EXTRACTED INFORMATION
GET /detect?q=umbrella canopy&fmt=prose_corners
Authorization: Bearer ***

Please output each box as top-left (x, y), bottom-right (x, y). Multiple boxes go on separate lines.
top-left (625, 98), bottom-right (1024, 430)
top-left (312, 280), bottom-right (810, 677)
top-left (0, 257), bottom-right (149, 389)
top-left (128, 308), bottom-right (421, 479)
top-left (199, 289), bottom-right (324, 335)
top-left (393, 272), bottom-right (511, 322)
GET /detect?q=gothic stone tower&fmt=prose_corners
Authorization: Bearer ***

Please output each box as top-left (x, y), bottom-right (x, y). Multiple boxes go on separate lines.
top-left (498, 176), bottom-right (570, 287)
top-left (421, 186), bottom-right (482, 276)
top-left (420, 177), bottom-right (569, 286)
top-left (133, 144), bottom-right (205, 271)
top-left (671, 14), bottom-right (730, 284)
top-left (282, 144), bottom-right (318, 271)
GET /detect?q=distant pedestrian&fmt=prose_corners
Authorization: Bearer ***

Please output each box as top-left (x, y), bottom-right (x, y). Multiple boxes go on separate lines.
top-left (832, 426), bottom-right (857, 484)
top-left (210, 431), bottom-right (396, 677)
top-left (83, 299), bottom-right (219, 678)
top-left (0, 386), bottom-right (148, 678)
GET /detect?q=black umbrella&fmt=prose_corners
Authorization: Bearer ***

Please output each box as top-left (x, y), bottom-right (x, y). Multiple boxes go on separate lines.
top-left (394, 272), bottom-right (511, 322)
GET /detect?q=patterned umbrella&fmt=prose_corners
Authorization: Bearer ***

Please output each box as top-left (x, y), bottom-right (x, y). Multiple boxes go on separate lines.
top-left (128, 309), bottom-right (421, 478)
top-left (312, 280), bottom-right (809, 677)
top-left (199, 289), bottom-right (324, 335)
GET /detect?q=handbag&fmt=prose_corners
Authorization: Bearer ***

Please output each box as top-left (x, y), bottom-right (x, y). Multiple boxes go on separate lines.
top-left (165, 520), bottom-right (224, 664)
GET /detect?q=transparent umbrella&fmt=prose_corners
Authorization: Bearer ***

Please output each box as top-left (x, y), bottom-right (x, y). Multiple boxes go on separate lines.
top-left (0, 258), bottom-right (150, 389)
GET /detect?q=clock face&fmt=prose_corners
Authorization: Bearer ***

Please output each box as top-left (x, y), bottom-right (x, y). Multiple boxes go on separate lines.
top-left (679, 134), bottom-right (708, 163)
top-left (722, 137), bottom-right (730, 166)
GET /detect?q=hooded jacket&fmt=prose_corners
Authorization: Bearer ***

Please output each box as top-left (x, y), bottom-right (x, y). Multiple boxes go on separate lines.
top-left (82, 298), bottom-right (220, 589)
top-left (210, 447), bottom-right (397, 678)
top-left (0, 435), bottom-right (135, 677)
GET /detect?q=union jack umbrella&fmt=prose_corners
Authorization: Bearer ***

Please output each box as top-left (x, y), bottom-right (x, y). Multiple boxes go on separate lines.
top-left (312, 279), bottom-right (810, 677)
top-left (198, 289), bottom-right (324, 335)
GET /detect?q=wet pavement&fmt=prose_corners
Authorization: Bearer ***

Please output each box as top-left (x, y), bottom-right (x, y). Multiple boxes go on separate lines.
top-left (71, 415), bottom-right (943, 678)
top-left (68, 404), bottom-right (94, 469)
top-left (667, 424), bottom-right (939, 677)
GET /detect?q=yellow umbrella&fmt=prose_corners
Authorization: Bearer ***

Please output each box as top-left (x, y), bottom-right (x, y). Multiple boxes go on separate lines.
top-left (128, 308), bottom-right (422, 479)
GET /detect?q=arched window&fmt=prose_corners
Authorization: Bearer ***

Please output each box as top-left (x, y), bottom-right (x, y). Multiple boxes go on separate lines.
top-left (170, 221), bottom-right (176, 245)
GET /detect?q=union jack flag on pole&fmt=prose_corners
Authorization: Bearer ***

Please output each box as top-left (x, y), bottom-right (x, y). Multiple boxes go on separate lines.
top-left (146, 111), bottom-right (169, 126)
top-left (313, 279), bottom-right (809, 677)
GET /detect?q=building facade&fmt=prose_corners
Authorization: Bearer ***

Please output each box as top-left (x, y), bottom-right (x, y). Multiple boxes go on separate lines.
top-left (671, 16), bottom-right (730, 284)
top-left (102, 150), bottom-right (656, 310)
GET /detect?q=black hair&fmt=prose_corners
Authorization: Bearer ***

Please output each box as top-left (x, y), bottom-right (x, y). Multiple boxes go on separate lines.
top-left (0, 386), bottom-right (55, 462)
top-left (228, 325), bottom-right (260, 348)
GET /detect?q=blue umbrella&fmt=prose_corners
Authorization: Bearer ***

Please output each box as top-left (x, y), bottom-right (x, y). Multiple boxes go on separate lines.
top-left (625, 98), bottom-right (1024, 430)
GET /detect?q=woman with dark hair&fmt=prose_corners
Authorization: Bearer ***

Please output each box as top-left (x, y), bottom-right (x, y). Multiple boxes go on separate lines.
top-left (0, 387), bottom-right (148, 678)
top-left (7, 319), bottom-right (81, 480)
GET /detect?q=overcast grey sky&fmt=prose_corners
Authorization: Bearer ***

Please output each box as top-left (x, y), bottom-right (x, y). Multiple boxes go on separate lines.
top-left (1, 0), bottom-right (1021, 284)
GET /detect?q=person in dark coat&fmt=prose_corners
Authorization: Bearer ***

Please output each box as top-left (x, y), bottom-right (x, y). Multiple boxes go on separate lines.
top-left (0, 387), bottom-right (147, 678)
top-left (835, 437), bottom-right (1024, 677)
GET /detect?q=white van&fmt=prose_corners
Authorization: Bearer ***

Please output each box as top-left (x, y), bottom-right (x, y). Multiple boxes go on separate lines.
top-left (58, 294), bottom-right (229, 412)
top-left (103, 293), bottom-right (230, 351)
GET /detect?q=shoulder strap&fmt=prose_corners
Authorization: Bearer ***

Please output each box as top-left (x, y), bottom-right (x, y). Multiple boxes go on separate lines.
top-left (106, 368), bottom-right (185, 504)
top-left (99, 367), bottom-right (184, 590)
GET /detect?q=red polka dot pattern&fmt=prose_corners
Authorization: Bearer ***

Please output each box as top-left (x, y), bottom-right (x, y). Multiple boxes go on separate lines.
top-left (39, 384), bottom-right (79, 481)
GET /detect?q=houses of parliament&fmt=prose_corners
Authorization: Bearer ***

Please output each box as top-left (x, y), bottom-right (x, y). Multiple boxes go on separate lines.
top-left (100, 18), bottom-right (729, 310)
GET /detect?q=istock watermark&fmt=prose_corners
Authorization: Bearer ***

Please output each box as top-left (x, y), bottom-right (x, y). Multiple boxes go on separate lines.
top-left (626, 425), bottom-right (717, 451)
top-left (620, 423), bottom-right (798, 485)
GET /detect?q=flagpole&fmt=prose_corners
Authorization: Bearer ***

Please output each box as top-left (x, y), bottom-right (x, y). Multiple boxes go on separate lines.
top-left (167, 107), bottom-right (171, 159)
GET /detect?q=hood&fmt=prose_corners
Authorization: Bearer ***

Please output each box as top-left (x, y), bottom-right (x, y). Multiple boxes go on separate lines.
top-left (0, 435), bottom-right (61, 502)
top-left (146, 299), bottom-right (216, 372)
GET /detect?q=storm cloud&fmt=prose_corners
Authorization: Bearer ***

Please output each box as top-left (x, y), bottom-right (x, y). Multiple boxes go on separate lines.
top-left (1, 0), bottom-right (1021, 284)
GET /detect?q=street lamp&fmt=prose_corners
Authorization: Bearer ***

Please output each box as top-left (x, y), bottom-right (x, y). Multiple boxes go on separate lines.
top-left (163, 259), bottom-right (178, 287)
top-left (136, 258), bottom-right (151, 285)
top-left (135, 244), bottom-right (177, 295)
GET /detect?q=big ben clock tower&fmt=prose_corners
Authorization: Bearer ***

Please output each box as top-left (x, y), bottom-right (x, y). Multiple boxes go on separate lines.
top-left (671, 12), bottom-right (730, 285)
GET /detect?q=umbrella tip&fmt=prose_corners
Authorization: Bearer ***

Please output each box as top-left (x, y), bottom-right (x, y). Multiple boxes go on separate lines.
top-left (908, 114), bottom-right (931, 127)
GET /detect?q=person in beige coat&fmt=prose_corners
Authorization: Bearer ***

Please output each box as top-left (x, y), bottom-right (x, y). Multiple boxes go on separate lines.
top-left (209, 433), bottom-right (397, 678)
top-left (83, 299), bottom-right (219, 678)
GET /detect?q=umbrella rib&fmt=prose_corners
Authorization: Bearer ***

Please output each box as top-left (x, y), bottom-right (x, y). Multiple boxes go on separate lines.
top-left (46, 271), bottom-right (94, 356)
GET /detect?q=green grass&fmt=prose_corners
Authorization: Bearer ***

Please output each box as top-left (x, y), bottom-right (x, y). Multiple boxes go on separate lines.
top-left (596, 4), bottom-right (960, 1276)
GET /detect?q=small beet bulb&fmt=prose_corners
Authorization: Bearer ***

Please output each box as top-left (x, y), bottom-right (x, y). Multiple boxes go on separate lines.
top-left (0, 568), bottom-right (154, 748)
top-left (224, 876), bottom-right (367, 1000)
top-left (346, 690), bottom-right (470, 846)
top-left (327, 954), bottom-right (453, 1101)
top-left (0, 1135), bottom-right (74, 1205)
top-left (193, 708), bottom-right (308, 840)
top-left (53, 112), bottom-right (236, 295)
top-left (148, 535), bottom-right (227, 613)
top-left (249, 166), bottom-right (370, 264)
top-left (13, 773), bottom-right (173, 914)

EXERCISE DIRECTIONS
Search the lines above for the string "union", then show every one that has it.

OUTPUT
GET /detect?q=union jack umbrella&fmt=prose_corners
GET /detect?q=union jack flag on pole&fmt=prose_corners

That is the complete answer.